[Material for this exercise]
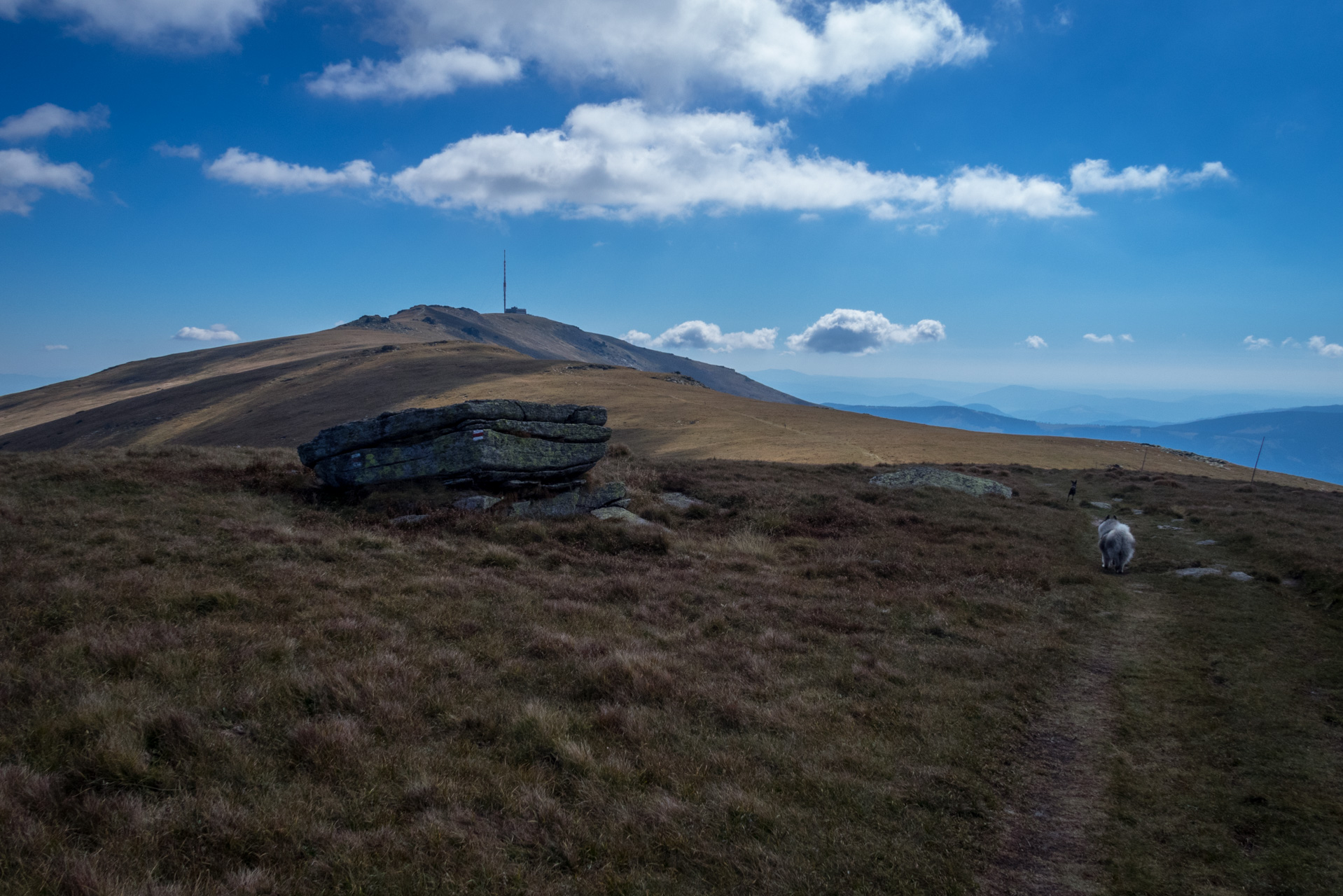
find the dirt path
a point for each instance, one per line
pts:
(1053, 827)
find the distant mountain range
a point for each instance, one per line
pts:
(1302, 441)
(1028, 403)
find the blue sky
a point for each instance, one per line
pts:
(903, 188)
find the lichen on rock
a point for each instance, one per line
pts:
(912, 477)
(485, 441)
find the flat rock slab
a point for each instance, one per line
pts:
(418, 424)
(496, 441)
(477, 503)
(571, 503)
(621, 514)
(912, 477)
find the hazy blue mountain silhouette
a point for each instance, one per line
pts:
(1302, 441)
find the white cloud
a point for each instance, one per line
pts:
(163, 24)
(639, 337)
(623, 162)
(856, 332)
(424, 73)
(216, 333)
(25, 175)
(989, 191)
(168, 150)
(705, 336)
(669, 46)
(1328, 349)
(1095, 176)
(50, 118)
(262, 172)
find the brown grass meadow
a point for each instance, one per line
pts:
(218, 679)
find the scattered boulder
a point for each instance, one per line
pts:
(679, 501)
(477, 503)
(1199, 571)
(912, 477)
(621, 514)
(497, 441)
(576, 503)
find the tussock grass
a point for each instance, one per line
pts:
(216, 678)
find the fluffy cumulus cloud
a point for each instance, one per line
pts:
(50, 118)
(1095, 176)
(767, 48)
(216, 333)
(705, 336)
(621, 160)
(265, 174)
(856, 332)
(25, 175)
(165, 24)
(989, 191)
(168, 150)
(424, 73)
(1321, 347)
(626, 162)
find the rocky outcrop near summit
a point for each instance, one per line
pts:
(506, 442)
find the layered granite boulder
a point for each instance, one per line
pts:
(503, 442)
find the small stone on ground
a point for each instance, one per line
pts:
(477, 503)
(621, 514)
(912, 477)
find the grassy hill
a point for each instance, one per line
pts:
(1303, 441)
(215, 679)
(279, 393)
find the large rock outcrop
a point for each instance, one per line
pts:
(488, 441)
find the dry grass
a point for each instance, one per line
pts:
(216, 679)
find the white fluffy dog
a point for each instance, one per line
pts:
(1116, 545)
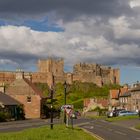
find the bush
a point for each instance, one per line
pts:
(4, 116)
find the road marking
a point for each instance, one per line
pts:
(120, 132)
(91, 127)
(110, 129)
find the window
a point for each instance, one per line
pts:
(29, 99)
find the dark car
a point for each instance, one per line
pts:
(114, 113)
(127, 113)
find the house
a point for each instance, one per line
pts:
(125, 100)
(24, 91)
(135, 98)
(10, 106)
(115, 97)
(92, 103)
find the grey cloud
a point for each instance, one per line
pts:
(66, 9)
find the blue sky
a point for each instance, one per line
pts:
(92, 31)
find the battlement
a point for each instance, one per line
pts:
(83, 72)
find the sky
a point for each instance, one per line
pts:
(106, 32)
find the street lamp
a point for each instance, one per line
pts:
(52, 92)
(51, 108)
(65, 90)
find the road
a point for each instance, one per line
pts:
(104, 129)
(109, 131)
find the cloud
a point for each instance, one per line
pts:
(62, 9)
(104, 32)
(23, 46)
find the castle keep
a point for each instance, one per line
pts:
(83, 72)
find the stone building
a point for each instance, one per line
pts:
(82, 72)
(95, 73)
(24, 91)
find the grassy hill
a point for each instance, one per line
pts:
(77, 92)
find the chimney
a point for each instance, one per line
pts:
(19, 74)
(2, 88)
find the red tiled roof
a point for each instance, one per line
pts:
(103, 102)
(114, 93)
(123, 91)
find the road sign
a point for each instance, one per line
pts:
(63, 107)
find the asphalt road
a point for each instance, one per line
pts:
(109, 131)
(104, 129)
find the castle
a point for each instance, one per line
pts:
(83, 72)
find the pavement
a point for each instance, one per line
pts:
(110, 131)
(102, 129)
(128, 123)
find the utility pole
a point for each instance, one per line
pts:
(65, 88)
(51, 108)
(52, 92)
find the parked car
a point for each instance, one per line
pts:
(127, 113)
(114, 113)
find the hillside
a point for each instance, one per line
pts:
(77, 92)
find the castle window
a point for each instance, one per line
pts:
(28, 99)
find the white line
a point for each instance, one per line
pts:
(120, 132)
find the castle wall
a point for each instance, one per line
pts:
(82, 72)
(52, 66)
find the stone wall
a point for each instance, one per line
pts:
(82, 72)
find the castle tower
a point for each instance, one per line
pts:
(51, 66)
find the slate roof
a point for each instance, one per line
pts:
(7, 100)
(126, 94)
(136, 88)
(36, 90)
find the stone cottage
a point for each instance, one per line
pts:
(24, 91)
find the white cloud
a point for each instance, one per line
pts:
(134, 3)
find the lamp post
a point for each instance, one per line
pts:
(51, 108)
(65, 90)
(52, 92)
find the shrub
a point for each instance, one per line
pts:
(4, 116)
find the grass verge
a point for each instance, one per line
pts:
(137, 126)
(60, 132)
(113, 119)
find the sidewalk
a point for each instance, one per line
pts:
(127, 123)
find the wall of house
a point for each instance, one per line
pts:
(32, 109)
(135, 100)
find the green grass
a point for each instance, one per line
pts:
(113, 119)
(60, 132)
(137, 126)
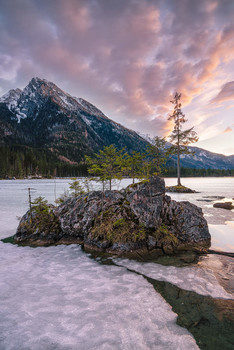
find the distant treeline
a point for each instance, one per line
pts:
(22, 161)
(192, 172)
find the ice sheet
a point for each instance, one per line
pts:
(195, 278)
(59, 298)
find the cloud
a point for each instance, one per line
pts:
(226, 93)
(127, 57)
(228, 129)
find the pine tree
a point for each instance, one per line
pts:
(107, 164)
(157, 154)
(180, 138)
(132, 165)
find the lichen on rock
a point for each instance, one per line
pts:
(141, 217)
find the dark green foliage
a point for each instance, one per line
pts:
(76, 188)
(22, 161)
(180, 138)
(107, 164)
(157, 155)
(111, 226)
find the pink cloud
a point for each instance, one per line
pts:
(226, 93)
(127, 57)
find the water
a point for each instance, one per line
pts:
(14, 203)
(59, 298)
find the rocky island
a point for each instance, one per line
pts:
(140, 218)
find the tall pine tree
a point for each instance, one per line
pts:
(179, 138)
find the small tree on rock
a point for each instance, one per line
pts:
(179, 138)
(157, 155)
(107, 165)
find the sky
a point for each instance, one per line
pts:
(128, 58)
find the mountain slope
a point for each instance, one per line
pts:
(46, 120)
(42, 115)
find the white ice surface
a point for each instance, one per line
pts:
(199, 280)
(58, 298)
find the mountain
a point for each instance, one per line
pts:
(44, 116)
(44, 127)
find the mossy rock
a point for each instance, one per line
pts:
(179, 189)
(117, 226)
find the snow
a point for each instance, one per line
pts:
(199, 280)
(58, 298)
(86, 120)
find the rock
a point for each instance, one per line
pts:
(179, 189)
(225, 205)
(140, 218)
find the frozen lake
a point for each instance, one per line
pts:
(59, 298)
(14, 203)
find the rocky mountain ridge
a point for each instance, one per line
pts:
(43, 116)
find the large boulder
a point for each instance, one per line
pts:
(138, 218)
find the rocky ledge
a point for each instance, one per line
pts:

[Exercise aim]
Repeat exactly, and only, the lines from the one containing "find the water" through the end of the material.

[The output]
find the water
a point for each instance, one per line
pts:
(14, 203)
(59, 298)
find the rocky island
a point for each instance, one per line
pts:
(140, 218)
find the tall pine tree
a point for each instance, one per line
pts:
(179, 138)
find the small tree on rock
a point for each instance, one per line
pts:
(179, 138)
(157, 155)
(107, 165)
find the sky
a point for each instance, one per line
pts:
(128, 58)
find the mountain slope
a point for each instance, one per line
pts:
(46, 120)
(42, 115)
find the white ice surface
a point for each instance, one per line
pts:
(199, 280)
(58, 298)
find the mountain
a point for each instance, one per line
pts:
(44, 116)
(44, 127)
find the mossy rock
a point for each instance, one per line
pts:
(179, 189)
(117, 226)
find the snow
a point for each instance, one per line
pts:
(199, 280)
(58, 298)
(86, 120)
find the rock
a point for each instance, one per line
pts:
(179, 189)
(225, 205)
(140, 218)
find the frozen lake
a point for each instance, one per line
pts:
(59, 298)
(14, 203)
find the rocky mountain ridge
a point for each instance, one per line
pts:
(43, 116)
find the large boulder
a point for each instance, one per line
pts:
(138, 218)
find the rocky ledge
a point for each instance, one per line
pts:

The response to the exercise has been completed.